DIRECTIONS FOR THIS TASK> Copy the line containing "green grass, one", then all lines after it up to and including the final line of the material, exactly and without additions.

INFORMATION GIVEN Start Marker

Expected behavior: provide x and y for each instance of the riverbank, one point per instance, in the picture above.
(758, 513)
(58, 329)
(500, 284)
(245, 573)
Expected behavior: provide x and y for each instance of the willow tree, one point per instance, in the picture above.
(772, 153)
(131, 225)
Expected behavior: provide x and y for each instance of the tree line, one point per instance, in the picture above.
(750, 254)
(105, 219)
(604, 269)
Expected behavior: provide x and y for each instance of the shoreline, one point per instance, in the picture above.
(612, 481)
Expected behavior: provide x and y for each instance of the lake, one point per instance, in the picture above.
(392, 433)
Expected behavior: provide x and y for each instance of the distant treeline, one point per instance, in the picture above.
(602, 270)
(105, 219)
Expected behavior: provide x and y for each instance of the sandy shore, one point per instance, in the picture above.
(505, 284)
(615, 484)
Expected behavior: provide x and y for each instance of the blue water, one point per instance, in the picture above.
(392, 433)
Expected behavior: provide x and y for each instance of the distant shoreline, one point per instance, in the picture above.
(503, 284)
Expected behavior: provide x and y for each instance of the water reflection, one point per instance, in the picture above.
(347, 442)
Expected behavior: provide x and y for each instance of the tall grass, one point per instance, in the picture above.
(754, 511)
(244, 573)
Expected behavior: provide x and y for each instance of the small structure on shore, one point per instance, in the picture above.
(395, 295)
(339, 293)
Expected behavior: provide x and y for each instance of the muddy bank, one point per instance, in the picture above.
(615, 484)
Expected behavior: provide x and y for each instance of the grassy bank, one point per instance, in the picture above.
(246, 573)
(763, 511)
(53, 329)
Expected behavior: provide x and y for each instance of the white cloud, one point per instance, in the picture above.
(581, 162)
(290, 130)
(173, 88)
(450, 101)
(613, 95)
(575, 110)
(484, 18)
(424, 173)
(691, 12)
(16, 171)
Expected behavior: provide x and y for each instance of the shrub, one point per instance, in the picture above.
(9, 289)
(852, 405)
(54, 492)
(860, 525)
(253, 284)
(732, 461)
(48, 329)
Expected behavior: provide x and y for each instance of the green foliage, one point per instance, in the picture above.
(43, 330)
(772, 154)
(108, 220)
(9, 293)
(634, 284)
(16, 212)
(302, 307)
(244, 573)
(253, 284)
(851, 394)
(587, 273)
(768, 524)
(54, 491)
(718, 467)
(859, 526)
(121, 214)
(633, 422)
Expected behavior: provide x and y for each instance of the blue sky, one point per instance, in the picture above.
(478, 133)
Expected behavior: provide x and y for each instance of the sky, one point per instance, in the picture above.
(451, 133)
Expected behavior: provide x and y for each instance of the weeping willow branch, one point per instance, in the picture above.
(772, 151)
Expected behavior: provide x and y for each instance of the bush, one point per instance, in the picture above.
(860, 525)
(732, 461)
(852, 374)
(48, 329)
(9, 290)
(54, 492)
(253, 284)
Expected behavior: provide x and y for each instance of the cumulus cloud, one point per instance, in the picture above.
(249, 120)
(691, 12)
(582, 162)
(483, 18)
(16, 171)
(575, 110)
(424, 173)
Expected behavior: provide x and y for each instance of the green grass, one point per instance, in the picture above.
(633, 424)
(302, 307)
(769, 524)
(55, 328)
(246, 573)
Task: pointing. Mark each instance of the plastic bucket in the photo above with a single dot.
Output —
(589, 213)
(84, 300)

INFORMATION GIVEN End Marker

WRITTEN REPLY>
Expected behavior: provide x and y for each instance of the green grass, one point per instance, in the picture above.
(633, 424)
(302, 307)
(769, 524)
(55, 328)
(246, 573)
Task: pointing. Mark each instance of the plastic bucket in the photo above with a single dot.
Output —
(589, 213)
(84, 300)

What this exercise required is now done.